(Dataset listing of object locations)
════════

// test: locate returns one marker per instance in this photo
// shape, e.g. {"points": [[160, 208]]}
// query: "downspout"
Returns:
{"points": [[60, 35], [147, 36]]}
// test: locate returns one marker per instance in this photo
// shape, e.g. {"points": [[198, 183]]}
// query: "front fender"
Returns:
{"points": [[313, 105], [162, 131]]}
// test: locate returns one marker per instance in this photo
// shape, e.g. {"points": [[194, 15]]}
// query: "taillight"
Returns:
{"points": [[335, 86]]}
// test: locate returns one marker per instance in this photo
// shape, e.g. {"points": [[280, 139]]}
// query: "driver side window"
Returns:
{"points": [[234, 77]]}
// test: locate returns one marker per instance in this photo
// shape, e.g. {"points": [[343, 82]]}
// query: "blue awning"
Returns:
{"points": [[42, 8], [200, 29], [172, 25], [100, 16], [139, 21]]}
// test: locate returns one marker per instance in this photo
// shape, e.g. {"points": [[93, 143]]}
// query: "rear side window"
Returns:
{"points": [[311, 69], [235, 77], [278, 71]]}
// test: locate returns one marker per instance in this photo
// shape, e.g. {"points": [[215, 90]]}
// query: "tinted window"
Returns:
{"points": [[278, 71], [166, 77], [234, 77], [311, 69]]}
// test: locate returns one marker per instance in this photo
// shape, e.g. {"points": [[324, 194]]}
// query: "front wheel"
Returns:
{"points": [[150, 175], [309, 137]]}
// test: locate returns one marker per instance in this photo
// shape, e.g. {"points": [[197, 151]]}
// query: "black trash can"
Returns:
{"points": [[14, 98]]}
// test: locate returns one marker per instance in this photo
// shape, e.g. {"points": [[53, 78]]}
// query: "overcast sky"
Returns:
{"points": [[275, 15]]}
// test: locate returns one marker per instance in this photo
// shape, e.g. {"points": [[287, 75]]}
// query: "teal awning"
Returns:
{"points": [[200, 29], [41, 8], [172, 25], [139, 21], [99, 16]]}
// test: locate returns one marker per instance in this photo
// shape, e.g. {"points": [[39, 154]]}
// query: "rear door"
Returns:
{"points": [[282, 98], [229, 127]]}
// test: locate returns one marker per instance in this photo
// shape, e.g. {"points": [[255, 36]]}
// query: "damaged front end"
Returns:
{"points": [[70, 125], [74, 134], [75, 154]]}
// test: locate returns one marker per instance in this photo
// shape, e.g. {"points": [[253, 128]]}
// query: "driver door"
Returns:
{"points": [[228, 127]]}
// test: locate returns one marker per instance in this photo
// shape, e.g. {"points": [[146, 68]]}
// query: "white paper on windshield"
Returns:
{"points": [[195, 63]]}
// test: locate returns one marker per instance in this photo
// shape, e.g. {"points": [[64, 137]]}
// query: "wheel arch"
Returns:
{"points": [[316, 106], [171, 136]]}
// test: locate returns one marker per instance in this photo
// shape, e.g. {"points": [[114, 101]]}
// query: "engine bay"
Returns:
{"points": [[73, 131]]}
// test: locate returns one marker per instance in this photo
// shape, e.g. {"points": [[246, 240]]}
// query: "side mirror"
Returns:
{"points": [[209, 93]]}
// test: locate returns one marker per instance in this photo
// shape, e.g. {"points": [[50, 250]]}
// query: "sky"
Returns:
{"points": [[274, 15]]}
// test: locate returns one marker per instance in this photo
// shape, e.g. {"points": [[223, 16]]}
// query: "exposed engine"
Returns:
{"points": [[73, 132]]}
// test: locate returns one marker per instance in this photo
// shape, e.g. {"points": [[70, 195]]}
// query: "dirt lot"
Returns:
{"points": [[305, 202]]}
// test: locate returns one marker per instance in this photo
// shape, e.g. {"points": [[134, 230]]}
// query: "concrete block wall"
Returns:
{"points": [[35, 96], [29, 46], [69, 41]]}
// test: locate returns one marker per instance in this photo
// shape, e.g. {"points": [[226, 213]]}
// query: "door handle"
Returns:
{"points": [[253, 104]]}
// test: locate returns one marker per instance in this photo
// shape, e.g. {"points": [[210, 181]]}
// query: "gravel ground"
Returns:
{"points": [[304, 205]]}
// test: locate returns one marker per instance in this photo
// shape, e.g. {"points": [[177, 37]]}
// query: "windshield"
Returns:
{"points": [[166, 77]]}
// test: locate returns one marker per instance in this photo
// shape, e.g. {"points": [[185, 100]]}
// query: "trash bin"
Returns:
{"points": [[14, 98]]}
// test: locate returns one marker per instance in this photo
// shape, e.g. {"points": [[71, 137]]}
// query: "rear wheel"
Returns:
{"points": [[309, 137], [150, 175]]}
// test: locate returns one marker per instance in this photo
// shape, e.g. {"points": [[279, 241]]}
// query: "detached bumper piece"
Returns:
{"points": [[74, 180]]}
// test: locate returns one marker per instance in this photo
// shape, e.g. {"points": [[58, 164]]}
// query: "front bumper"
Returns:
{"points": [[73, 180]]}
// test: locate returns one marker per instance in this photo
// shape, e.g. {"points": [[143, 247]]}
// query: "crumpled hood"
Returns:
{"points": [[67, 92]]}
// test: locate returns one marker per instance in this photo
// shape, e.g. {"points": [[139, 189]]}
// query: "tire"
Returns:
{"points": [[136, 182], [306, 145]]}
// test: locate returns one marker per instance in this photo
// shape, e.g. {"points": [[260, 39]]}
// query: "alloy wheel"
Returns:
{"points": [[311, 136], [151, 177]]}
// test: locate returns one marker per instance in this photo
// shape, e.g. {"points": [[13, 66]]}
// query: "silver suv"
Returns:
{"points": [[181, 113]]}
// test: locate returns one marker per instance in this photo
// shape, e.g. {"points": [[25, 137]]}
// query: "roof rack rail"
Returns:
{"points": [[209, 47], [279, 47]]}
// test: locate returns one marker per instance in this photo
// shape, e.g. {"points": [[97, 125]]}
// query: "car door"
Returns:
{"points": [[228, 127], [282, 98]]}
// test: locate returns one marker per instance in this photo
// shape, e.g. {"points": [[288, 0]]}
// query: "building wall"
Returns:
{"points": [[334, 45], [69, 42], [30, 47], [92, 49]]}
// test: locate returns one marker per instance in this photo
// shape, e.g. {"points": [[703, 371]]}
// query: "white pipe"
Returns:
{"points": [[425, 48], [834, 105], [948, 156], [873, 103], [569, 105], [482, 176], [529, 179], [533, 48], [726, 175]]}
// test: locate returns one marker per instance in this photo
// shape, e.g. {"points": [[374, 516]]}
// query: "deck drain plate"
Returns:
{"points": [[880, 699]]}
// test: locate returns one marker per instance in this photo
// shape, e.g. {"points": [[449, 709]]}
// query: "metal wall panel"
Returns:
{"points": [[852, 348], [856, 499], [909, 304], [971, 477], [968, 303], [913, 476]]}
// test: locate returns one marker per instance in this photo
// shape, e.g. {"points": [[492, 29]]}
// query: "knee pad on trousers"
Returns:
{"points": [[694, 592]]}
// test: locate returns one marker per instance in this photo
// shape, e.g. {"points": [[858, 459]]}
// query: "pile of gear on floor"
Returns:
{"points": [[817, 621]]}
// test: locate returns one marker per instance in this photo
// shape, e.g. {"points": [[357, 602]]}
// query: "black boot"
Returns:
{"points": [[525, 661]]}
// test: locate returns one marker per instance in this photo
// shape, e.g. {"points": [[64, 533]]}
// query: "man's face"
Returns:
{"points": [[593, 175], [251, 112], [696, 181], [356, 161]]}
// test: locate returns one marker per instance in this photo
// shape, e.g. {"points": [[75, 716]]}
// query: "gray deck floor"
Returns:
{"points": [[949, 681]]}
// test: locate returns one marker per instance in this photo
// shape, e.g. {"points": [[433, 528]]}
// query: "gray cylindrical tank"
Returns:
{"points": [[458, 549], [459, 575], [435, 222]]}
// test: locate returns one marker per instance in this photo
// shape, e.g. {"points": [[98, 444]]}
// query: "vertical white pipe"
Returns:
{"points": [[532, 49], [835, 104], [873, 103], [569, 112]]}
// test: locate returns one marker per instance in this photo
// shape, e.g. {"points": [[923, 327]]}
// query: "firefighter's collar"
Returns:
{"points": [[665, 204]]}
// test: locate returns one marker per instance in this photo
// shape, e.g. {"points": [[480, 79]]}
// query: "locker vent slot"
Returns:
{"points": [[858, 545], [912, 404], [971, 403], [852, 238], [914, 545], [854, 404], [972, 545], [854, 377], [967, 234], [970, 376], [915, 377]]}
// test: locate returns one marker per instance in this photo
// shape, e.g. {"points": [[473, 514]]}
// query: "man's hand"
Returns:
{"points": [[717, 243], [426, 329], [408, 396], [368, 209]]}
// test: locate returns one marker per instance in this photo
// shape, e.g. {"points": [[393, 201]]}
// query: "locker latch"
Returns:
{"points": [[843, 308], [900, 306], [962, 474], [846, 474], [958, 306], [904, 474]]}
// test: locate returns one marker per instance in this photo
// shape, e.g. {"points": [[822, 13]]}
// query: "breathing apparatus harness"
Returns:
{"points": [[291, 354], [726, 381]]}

════════

◆ **YOUR TASK**
Gather every line of the listing above that contains the string "white".

◆ **EXPECTED OUTPUT**
// query: "white paper on windshield"
// query: "white pipe"
// query: "vertical white pipe"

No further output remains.